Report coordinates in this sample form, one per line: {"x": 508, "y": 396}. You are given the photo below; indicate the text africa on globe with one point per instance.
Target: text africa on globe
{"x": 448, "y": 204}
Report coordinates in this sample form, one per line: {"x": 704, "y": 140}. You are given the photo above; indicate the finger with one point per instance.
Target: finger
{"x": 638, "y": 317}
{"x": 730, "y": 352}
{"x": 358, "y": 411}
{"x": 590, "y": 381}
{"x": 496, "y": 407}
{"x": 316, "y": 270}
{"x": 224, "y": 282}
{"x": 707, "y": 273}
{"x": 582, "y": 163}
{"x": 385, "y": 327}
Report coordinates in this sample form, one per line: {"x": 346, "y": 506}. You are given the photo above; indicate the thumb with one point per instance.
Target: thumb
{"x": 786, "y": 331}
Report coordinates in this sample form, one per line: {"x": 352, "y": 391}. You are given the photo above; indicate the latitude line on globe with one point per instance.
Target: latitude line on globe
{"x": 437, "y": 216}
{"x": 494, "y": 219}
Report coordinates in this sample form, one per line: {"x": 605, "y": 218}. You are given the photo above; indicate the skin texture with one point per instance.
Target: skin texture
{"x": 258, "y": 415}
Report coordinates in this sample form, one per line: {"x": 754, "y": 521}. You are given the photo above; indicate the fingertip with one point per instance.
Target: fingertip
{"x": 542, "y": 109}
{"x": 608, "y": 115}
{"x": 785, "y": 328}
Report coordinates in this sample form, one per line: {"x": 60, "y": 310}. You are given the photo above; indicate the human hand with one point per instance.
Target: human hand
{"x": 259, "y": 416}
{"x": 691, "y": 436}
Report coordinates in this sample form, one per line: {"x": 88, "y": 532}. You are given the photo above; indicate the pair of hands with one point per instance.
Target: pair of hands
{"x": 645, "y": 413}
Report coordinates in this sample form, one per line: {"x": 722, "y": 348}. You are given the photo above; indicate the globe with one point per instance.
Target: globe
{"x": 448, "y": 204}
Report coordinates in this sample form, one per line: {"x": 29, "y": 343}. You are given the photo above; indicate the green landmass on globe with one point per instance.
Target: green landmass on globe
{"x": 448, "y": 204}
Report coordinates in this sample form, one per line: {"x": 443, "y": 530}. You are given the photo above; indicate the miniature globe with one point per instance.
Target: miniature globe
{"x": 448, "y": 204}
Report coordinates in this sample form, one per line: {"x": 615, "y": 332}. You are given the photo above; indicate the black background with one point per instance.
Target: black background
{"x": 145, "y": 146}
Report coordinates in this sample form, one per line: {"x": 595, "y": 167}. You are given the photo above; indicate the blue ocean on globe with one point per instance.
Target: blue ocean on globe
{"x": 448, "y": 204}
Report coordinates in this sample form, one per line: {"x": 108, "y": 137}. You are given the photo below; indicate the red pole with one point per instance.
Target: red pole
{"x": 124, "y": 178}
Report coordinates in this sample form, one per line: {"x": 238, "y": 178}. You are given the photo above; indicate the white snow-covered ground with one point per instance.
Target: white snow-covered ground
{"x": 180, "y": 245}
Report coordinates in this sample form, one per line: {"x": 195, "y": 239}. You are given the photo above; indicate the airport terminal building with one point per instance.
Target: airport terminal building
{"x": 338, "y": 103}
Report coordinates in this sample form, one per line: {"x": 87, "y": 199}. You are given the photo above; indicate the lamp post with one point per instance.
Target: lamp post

_ _ _ _

▸ **WHAT IS EXPECTED**: In the listing, find every line with the word "lamp" and state how many there are, nothing more.

▸ **OUTPUT FOR THIS TASK**: 2